━━ Source text
How the latest X-37B mission may change the world

By Mark Whittington, opinion contributor — 05/17/20 05:00 PM EDT

The X-37B, the secretive uncrewed reusable space plane, has lifted off from the Cape Canaveral Air Force Station. The spacecraft is loaded with a variety of experiments, some from NASA, some from the United States Space Force. One experiment, testing the microwave transmission of solar energy captured from space, has the potential to change the world.

The idea of collecting solar energy in space and transmitting it to Earth was first described by Peter Glasser in 1968. Glasser subsequently acquired a patent in 1973. During the Carter administration, when an energy crisis rocked the world during the Iranian Revolution, NASA and the Energy Department conducted feasibility studies of the concept.

Around the time that Glasser received his patent, a Princeton physics professor named Gerard K. O’Neill began to develop ideas for free-flying space colonies in an article in Physics Today, the idea being that we don’t need to live on another world, such as the Moon or Mars. We can build our own worlds, using materials mined from the moon and asteroids. The concept was popularized in the science fiction TV series “Babylon 5.”

A year later, O’Neill proposed that these space colonies be paid for by having the colonies build massive space-based solar collectors. These solar power satellites, also built with lunar and asteroid materials, would provide a way to wean the Earth from fossil fuels. It had resonance in the 1970s with its various oil shocks due to Middle East turmoil. Unlike the Apollo program, building space colonies and solar power satellites would have a direct economic benefit. O’Neill popularized his concept in a book entitled “High Frontier.”

Space-based solar power, except for a handful of experiments, remained a concept throughout the rest of the 20th century and for the first two decades of the 21st. The initial cost of setting up a solar power satellite system that would provide much of the energy needs of the Earth would be astronomical, no pun intended. Also, the oil shocks of the 1970s faded away. Indeed, the fracking boom uncovered enough sources of fossil fuels to last for the foreseeable future.

Two developments may revive the idea of a solar power satellite system. The first is increasing fears of climate change caused by greenhouse gasses emitted by the use of oil, coal and gas. The second is the rise of Jeff Bezos, the CEO of Amazon.com and Blue Origin, a space launch company. Bezos is on track, according to one study, to becoming the first trillionaire on the planet.
━━━━
━━ Raw data
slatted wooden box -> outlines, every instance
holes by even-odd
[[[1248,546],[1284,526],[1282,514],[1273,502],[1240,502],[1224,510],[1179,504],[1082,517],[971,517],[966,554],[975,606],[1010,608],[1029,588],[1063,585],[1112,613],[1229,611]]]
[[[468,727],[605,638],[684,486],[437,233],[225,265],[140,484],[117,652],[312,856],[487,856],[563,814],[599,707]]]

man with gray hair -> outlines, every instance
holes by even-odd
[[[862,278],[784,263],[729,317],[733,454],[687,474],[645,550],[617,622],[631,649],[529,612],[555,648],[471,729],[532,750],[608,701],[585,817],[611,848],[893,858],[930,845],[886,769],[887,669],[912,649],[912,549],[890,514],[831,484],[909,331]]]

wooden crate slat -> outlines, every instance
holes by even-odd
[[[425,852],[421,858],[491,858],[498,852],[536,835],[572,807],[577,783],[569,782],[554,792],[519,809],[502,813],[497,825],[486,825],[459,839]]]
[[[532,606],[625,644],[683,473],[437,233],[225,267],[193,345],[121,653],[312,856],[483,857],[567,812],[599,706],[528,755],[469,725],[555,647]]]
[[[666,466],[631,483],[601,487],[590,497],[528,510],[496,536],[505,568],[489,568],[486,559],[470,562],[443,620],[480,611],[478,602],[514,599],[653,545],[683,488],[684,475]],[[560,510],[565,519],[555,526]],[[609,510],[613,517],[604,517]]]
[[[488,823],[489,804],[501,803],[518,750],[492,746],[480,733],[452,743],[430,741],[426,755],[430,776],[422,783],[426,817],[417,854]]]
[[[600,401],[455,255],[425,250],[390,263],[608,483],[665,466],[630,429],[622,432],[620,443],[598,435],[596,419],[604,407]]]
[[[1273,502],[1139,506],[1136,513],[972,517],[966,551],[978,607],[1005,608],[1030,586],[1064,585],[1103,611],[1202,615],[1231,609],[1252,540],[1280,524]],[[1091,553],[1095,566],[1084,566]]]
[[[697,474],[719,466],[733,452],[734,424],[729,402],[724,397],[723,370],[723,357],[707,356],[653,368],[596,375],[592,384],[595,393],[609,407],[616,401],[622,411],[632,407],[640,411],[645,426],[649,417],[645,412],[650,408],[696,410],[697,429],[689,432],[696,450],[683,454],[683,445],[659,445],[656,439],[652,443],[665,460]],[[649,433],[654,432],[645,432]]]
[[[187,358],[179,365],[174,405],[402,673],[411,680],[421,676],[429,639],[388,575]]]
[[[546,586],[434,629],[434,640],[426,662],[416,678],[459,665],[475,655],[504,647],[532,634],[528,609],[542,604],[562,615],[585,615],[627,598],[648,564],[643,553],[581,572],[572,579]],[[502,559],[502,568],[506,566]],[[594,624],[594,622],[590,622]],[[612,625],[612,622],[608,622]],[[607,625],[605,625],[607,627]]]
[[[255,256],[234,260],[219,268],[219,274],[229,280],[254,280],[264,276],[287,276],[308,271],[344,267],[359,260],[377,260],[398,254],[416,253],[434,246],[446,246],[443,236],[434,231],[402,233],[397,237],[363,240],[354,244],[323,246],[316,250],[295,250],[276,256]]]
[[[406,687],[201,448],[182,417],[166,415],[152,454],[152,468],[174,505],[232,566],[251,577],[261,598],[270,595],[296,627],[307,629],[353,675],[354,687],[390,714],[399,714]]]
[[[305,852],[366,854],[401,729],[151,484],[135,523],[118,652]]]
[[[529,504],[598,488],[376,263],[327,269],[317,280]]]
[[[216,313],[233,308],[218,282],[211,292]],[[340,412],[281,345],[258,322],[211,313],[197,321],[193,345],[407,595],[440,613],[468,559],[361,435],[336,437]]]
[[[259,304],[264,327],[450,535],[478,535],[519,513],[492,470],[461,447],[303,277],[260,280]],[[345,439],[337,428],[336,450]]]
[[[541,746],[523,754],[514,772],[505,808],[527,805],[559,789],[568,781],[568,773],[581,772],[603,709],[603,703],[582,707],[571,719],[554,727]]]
━━━━
Stated task 1:
Pull out each line of the listing that contains the word "every".
Stated task 2:
Write what comes next in the opinion piece on the X-37B mission, starting right after its last sentence.

Task response 1:
slatted wooden box -> outlines, every instance
man with gray hair -> outlines, every instance
wooden crate slat -> outlines, every instance

Task response 2:
More importantly, Bezos was a student at Princeton when O’Neill first proposed his plan for space colonies paid for by space-based solar power. He has taken that concept to heart and now means to implement it, perhaps on his own. Many people hate the idea that Bezos has so much money and hate Bezos personally. But his great wealth and drive may be what are needed to change the world.

The goals of the X-37B solar power experiment are much more modest than upending the planet’s energy economy. The military is interested in beamed solar power for two applications.

Drones that operate on beamed solar power could, in theory at least, fly indefinitely. The technology could also provide power to other spacecraft, satellites, or even rovers on the moon, say in the permanently shadowed craters at the lunar poles, where water ice resides.

Beamed solar power could provide electricity to remote research or military outposts. A fire base in the hills of Afghanistan must be sustained by regular shipments of diesel fuel brought in at great expense and danger from enemy interdiction. Solar energy beamed in from space could be a sensible alternative if the technology can be developed.

Could the Glasser/O’Neill dream of giant solar power satellites beaming power to Earth ever be realized as a result of the X-37B experiment? Peter Garretson, a retired Air Force Lt. Colonel and current Senior Fellow for Defense Studies at the American Foreign Policy Council, thinks so. In such an event, the world would change in ways that cannot be easily imagined.

On the other hand, the Space Force, whose mandate in part is to defend America’s communications and GPS satellites from enemy attack, will have its hands full preserving giant solar arrays from destruction in case of armed conflict. But every technological advance comes with problems that must be dealt with.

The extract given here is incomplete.